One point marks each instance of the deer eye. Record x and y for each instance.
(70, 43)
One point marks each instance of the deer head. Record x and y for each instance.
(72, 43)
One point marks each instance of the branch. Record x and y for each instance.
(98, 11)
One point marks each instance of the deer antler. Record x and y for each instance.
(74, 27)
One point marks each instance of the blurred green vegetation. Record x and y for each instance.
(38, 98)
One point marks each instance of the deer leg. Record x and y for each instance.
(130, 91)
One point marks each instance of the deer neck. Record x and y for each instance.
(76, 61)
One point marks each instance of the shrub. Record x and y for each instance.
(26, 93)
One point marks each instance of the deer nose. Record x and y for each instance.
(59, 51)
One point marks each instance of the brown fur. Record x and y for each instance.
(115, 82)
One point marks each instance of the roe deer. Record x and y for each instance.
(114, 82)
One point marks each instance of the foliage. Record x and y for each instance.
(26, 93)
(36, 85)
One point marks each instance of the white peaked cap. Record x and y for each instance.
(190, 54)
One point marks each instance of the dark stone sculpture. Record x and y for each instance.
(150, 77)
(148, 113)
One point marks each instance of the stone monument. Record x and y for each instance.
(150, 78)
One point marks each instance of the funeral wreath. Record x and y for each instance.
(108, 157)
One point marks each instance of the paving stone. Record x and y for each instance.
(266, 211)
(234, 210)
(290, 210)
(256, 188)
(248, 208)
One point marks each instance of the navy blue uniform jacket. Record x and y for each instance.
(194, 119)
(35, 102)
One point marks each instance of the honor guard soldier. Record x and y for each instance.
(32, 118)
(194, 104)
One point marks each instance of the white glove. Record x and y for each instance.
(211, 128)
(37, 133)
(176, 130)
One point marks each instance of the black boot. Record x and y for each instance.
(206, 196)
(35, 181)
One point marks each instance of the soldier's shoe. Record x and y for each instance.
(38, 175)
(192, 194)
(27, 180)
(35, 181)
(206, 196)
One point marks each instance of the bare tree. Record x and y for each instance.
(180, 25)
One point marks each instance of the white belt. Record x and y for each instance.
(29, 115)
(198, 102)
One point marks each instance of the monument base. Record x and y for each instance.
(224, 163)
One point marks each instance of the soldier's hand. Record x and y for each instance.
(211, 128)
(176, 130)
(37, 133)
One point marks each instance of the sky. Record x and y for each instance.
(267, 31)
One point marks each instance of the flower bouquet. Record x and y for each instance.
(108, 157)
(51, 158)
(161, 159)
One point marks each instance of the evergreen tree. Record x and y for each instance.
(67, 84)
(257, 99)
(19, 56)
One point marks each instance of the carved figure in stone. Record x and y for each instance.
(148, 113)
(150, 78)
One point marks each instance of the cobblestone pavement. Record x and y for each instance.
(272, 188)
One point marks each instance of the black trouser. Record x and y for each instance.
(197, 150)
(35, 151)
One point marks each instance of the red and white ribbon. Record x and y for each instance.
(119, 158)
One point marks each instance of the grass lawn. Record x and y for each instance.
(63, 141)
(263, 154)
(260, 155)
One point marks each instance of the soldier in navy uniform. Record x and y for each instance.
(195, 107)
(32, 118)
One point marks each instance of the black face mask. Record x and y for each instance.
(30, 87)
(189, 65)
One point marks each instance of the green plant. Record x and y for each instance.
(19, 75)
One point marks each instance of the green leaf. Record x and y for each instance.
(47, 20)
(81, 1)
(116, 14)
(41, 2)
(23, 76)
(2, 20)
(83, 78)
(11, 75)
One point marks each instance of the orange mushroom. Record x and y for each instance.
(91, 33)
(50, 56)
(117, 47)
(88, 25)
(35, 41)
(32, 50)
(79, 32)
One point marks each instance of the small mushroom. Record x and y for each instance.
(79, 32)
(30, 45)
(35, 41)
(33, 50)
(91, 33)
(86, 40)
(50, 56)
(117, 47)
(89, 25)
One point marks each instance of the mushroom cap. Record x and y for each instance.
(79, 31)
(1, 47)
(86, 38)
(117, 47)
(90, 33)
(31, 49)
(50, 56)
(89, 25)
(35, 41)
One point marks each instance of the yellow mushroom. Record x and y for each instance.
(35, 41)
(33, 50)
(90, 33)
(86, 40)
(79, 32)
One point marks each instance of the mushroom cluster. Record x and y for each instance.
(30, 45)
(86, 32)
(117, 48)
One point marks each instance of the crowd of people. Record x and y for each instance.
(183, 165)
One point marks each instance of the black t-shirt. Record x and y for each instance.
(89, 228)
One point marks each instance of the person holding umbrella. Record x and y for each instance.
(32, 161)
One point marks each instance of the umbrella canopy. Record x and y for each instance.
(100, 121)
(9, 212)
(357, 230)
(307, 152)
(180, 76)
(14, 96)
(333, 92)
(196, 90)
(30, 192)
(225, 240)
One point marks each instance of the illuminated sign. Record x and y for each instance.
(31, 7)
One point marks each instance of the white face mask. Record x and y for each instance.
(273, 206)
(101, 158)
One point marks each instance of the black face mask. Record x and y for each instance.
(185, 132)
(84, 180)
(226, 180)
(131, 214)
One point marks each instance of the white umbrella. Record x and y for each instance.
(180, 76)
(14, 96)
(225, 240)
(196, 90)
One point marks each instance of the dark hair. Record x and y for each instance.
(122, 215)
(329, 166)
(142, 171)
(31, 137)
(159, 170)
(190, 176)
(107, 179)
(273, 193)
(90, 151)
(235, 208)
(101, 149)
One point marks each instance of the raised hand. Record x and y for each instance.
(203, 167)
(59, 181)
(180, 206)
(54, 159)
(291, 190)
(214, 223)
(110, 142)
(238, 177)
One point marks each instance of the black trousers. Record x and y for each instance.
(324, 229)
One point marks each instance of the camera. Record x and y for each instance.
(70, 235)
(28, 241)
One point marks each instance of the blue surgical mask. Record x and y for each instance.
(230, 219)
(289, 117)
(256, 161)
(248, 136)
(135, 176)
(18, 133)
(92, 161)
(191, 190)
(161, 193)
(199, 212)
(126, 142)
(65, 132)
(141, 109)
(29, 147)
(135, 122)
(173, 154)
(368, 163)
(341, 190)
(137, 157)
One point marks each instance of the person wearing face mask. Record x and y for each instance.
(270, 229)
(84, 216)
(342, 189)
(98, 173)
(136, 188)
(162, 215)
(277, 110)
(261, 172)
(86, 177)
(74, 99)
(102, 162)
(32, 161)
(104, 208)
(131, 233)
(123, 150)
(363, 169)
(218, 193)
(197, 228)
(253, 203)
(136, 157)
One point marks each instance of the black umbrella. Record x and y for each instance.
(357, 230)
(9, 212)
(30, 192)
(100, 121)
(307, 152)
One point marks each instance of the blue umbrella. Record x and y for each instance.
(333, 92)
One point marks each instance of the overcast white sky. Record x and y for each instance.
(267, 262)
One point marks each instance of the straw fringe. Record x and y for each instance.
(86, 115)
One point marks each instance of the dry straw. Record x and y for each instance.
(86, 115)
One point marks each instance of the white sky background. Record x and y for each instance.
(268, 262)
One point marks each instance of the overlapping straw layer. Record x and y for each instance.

──────

→ Task
Write the material out again word for word.

→ Exercise answer
One point marks each instance of the deer eye. Record x and y for each instance.
(70, 43)
One point marks each instance of the deer head. Record x and y for each instance.
(72, 43)
One point marks each instance of the branch. Record x and y for each instance.
(98, 11)
One point marks each instance of the deer antler. Record x and y for each instance.
(74, 27)
One point marks each instance of the blurred green vegetation. Record x and y for each instance.
(38, 98)
One point marks each instance of the deer leg. Record x and y for each instance.
(130, 91)
One point marks each instance of the deer neck. Record x and y for each instance.
(76, 61)
One point marks each instance of the shrub. Record x and y for each instance.
(26, 93)
One point marks each instance of the deer nose. Record x and y for each instance.
(59, 51)
One point marks each instance of the brown fur. Record x and y for each instance.
(115, 82)
One point marks each instance of the roe deer. Record x and y for each instance.
(114, 82)
One point marks each instance of the foliage. Record x and y for each instance.
(26, 93)
(36, 85)
One point marks each instance of the white peaked cap. Record x and y for each instance.
(190, 54)
One point marks each instance of the dark stone sculpture. Record x and y for each instance.
(150, 77)
(148, 113)
One point marks each instance of the stone monument. Record x and y for each instance.
(150, 78)
One point marks each instance of the funeral wreath. Record x and y for each instance.
(108, 157)
One point marks each instance of the paving stone. Record x and y for each instance.
(266, 211)
(234, 210)
(290, 210)
(256, 188)
(248, 208)
One point marks each instance of the navy blue uniform jacket. Record x and y for each instance.
(194, 119)
(35, 102)
One point marks each instance of the honor guard soldier. Record x and y for each instance.
(32, 118)
(194, 104)
One point marks each instance of the white glove. Record x and y for each instance.
(211, 128)
(37, 133)
(176, 130)
One point marks each instance of the black boot. Record x and y for each instance.
(206, 196)
(35, 181)
One point marks each instance of the soldier's shoe. Record x and y for each instance.
(38, 175)
(192, 194)
(27, 180)
(35, 181)
(206, 196)
One point marks each instance of the bare tree. Record x and y for each instance.
(180, 25)
One point marks each instance of the white belt. Record x and y for each instance.
(29, 115)
(198, 102)
One point marks each instance of the monument base. Record x and y for each instance.
(224, 163)
One point marks each instance of the soldier's hand. Record x and y for each instance.
(211, 128)
(176, 130)
(37, 133)
One point marks each instance of the sky. Record x and y for each instance.
(267, 31)
One point marks each instance of the flower bouquet. Record x and y for each instance.
(108, 157)
(51, 158)
(161, 159)
One point marks each instance of the evergreen tree. Record x and y for each instance.
(67, 84)
(257, 99)
(19, 56)
One point marks each instance of the carved figure in stone. Record x and y for each instance.
(148, 113)
(150, 78)
One point marks each instance of the cobblestone pavement. Record x and y for each instance.
(272, 188)
One point marks each instance of the black trouser. Record x and y for each instance.
(197, 150)
(35, 151)
One point marks each instance of the red and white ribbon. Record x and y for each instance.
(119, 158)
One point marks each instance of the grass lawn. Record x and y for each instance.
(63, 141)
(263, 154)
(260, 155)
One point marks each instance of the soldier in navy uniform. Record x and y for each instance.
(195, 107)
(32, 118)
One point marks each instance of the black face mask. Record x and y for each instance.
(30, 87)
(189, 65)
One point marks each instance of the green plant. Record x and y for each instance.
(19, 75)
One point marks each instance of the green leaf. Record x and y for each instance.
(47, 20)
(81, 1)
(116, 14)
(41, 2)
(23, 76)
(2, 20)
(83, 78)
(11, 75)
One point marks each instance of the orange mushroom. Record x and y for each instance.
(91, 33)
(50, 56)
(117, 47)
(88, 25)
(35, 41)
(32, 50)
(79, 32)
One point marks each instance of the small mushroom. Record x and y for each instance.
(79, 32)
(30, 45)
(35, 41)
(33, 50)
(91, 33)
(86, 40)
(50, 56)
(117, 47)
(89, 25)
One point marks each instance of the mushroom cap. Record x and y for each instance.
(79, 31)
(1, 47)
(86, 38)
(117, 47)
(90, 33)
(31, 49)
(50, 56)
(89, 25)
(35, 41)
One point marks each instance of the yellow mushroom. Record x and y for each instance.
(35, 41)
(33, 50)
(90, 33)
(86, 40)
(79, 32)
One point marks each instance of the mushroom cluster. Record x and y for each instance.
(30, 45)
(86, 32)
(117, 48)
One point marks each instance of the crowd of people. Record x and y for each instance.
(183, 165)
One point marks each instance of the black t-shirt. Record x and y for each instance.
(89, 228)
One point marks each instance of the person holding umbrella. Record x and y for each instance.
(32, 161)
One point marks each instance of the umbrella canopy. Record x and y for each instance.
(100, 121)
(9, 212)
(357, 230)
(307, 152)
(180, 76)
(14, 96)
(333, 92)
(196, 90)
(30, 192)
(225, 240)
One point marks each instance of the illuminated sign. Record x and y for each instance.
(31, 7)
One point marks each instance of the white face mask. Record x and y for each instance.
(273, 206)
(101, 158)
One point marks each instance of the black face mask. Record x and y for each instance.
(185, 132)
(84, 180)
(226, 180)
(131, 214)
One point marks each instance of the white umbrella. Record x and y for each instance.
(180, 76)
(14, 96)
(225, 240)
(196, 90)
One point marks each instance of the dark hair. Record x and y for each instance.
(122, 215)
(329, 166)
(142, 171)
(31, 137)
(159, 170)
(190, 176)
(107, 179)
(273, 193)
(90, 151)
(235, 208)
(101, 149)
One point marks each instance of the raised hand. Record x and y for each instance.
(203, 167)
(59, 181)
(180, 206)
(54, 159)
(291, 190)
(214, 223)
(110, 142)
(238, 177)
One point marks each instance of the black trousers. Record x and y for each instance.
(324, 229)
One point marks each instance of the camera. Record x and y for each instance.
(70, 235)
(28, 241)
One point marks each instance of the blue surgical mask. Record x and y for each instance.
(230, 219)
(289, 117)
(256, 161)
(248, 136)
(135, 176)
(18, 133)
(92, 161)
(191, 190)
(161, 193)
(199, 212)
(126, 142)
(65, 132)
(141, 109)
(29, 147)
(135, 122)
(173, 154)
(368, 163)
(341, 190)
(137, 157)
One point marks each instance of the person wearing face mask. Record x and y for each instance.
(270, 229)
(84, 216)
(342, 189)
(98, 173)
(136, 188)
(162, 215)
(277, 110)
(261, 172)
(86, 177)
(74, 99)
(102, 162)
(32, 161)
(104, 208)
(131, 233)
(123, 150)
(363, 169)
(218, 193)
(197, 228)
(253, 203)
(136, 157)
One point marks each instance of the black umbrella. Record x and y for each instance.
(357, 230)
(9, 212)
(30, 192)
(100, 121)
(307, 152)
One point marks each instance of the blue umbrella. Record x and y for each instance.
(333, 92)
One point marks each instance of the overcast white sky. Record x and y for each instance.
(267, 262)
One point marks each instance of the straw fringe. Record x and y for each instance.
(86, 115)
One point marks each instance of the dry straw. Record x and y for each instance.
(86, 115)
One point marks each instance of the white sky background. Record x and y for each instance.
(268, 262)
One point marks each instance of the overlapping straw layer. Record x and y for each instance.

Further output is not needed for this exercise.